> Source material
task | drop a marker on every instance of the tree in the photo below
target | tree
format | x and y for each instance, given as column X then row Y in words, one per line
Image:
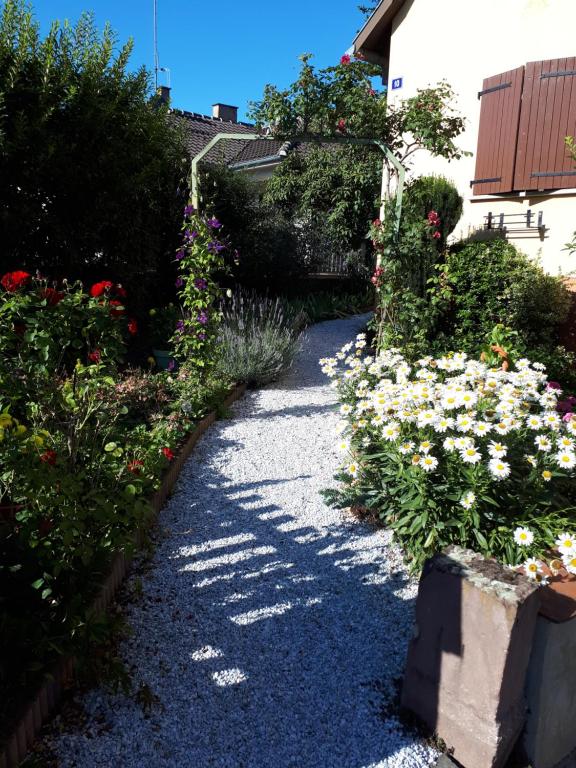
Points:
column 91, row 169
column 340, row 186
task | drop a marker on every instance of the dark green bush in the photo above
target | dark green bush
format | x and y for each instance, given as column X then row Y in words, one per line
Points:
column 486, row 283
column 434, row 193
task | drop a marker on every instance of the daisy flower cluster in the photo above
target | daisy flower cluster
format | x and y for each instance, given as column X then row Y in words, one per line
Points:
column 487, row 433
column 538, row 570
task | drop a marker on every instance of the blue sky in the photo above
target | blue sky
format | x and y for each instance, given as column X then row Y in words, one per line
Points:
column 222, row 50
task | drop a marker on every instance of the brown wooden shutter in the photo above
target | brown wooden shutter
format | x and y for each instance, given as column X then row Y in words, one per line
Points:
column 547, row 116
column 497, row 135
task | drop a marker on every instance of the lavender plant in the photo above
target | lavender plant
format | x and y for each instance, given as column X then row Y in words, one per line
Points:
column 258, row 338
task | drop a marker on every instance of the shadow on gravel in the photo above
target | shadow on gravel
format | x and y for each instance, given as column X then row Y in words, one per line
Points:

> Required action
The lines holding the word "green" are the answer. Pull them out of the records and copy them.

> Reply
task | drop a marker on every instance of the dark green bush in the photo above
target | dark green bush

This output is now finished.